How might climate emergency activists build a more confrontational, revolutionary movement? There are many examples from history, but one contemporary example could offer at least a few lessons: the Yellow Vest movement in France. While it’s not necessary that all climate activism incorporate these confrontational tactics, some kind of radical flank will likely be necessary to push legislation in a more ambitious direction.
First, it’s important to note that Extinction Rebellion is a very desirable step forward from the tepid activism of the past. XR now has hundreds of thousands of supporters spread across dozens of chapters. They’ve already held dozens of direct actions across Britain with hundreds of arrests. They now have organizers on at least four continents and are rapidly expanding their civil disobedience campaigns globally. These activists are serious and sophisticated. The group Rising Up, which started XR, has extensive experience; one of its main organizers, Roger Hallam—whom the Financial Times described as “Gandalf-like”—is a doctoral researcher focusing on radical campaign design. I met Hallam and other activists at XR’s Rebellion Day. They spoke with a fluency in social science and an urgency rooted in climate science that I’ve rarely heard in the climate movement. As philosopher and politician Rupert Read, who spoke at the event, told me: this is our “last chance” to avert the death of billions. George Monbiot, another prominent XR activist, recently wrote about the need to overthrow capitalism.

----

§ **TASK REQUIREMENTS**: In the excerpt on climate activism, which group started Extinction Rebellion?

----

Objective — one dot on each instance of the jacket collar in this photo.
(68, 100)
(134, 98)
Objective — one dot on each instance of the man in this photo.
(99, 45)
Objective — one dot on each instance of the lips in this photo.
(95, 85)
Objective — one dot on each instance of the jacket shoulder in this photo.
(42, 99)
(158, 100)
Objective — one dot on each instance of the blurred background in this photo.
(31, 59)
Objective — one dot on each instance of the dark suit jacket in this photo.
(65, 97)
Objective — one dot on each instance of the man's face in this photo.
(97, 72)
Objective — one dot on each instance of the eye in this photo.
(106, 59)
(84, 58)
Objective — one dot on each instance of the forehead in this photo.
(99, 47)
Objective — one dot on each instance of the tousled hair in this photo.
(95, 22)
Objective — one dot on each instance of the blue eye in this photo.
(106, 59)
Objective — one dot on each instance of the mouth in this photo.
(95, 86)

----

§ **EXPECTED OUTPUT**: Rising Up